──────── Texte ────────

L’Ecole juridique mobile en Amérique latine
Olivier STERCKX, 1997
Cette fiche de cas retrace l’expérience d’une formation alternative au droit et à sa critique en Amérique latine. L’école s’organise à l’échelle régionale et forme un réseau d’acteurs hétérogènes engagé vers davantage de participation aux affaires de la cité.
L’Ecole juridique mobile : une réponse aux nécessités actuelles
Un projet de formation au droit à partir d’une école juridique mobile essaie de se mettre en place dans cinq pays d’Amérique Latine. Il s’inscrit dans un contexte général qui, en Amérique latine, est hostile au développement des activités des ONG. Les Etats de la région récupèrent le discours insurrectionnel de gauche, pour le mettre au service de l’idéologie régnante et fonctionnaliser les cadres des ONG et les militants progressistes, en vue de légitimer les politiques du système dominant.
En outre, au sein même des Services juridiques alternatifs existants, de nouvelles thématiques surgissent à côté de vieilles questions qui n’ont pas encore été résolues. Il y a actuellement un état de « suspension » dans le développement des services juridiques alternatifs, dû à diverses raisons telles que des ajustements internes, ou l’obtention de résultats parfois peu satisfaisants. Il manquait surtout un projet éducatif qui permette de donner un suivi aux différentes expériences et reconnaître le droit comme ressource stratégique de changement social.
Un dernier aspect significatif de la réalité actuelle est le manque de participation dans la gestion de la ville et la vie politique de la nation. Dès lors, dans le cadre d’une approche alternative du droit, proche du quotidien, l’idée finale du projet est, par un travail pédagogique de sensibilisation, de permettre aux populations de passer d’une attitude passive et légaliste à une attitude active et légitimiste, par le développement massif de processus éducatifs qui enseignent le système juridique actuel et les alternatives juridiques qui peuvent y être apportées, en vue, et ceci est important, d’une réappropriation du droit par les gens concernés.
Objectifs
Il s’agit de faciliter le travail de formation juridique et sociale des Services juridiques alternatifs et de collaborer avec eux pour augmenter leur efficacité par, notamment, la mise en valeur d’une diversité de démarches. En ce sens, l’Ecole constitue également un outil de structuration d’un réseau des Services juridiques alternatifs.

──────── Lignes de données ────────

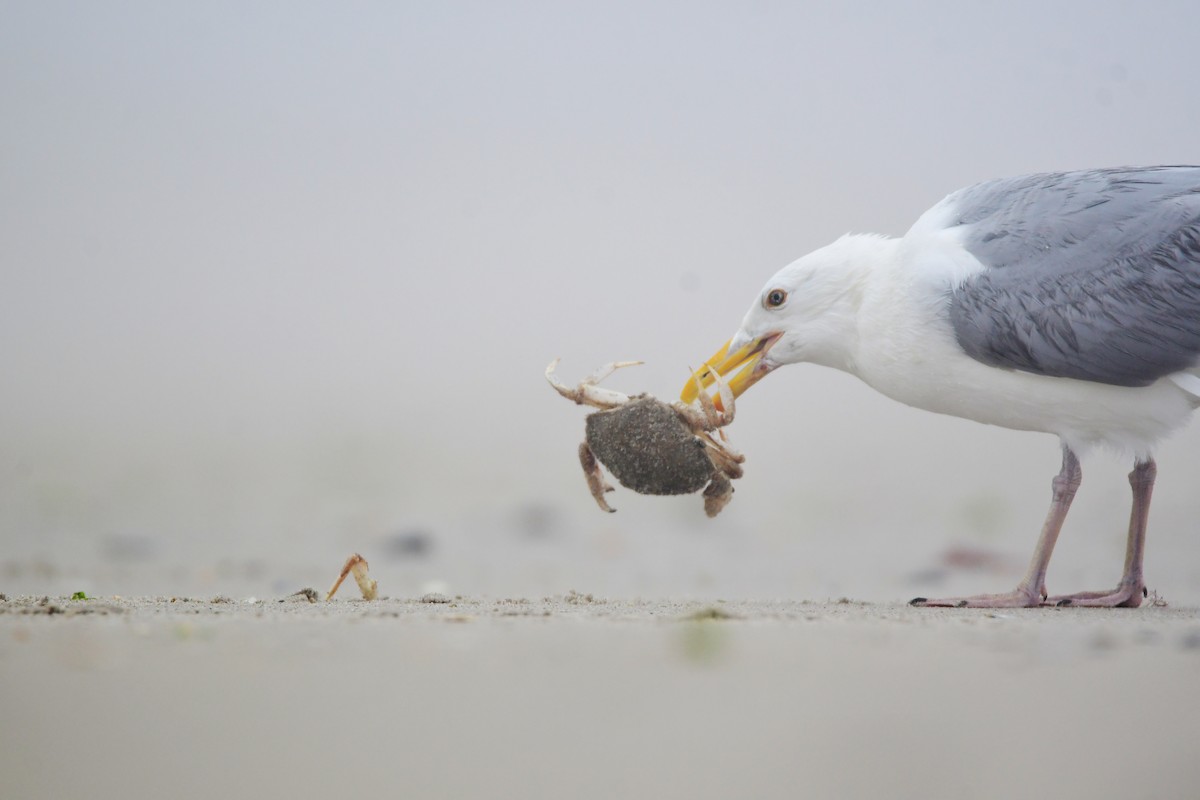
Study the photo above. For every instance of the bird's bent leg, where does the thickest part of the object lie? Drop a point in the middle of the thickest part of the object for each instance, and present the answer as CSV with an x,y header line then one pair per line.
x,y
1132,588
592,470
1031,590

────────
──────── Lignes de données ────────

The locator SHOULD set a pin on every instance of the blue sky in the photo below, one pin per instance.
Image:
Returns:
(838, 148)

────────

• _Votre tâche_
D'après le texte sur l'École juridique mobile, dans combien de pays d'Amérique latine ce projet de formation au droit essaie-t-il de se mettre en place ?

• _Résultat obtenu_
Dans cinq pays d'Amérique latine.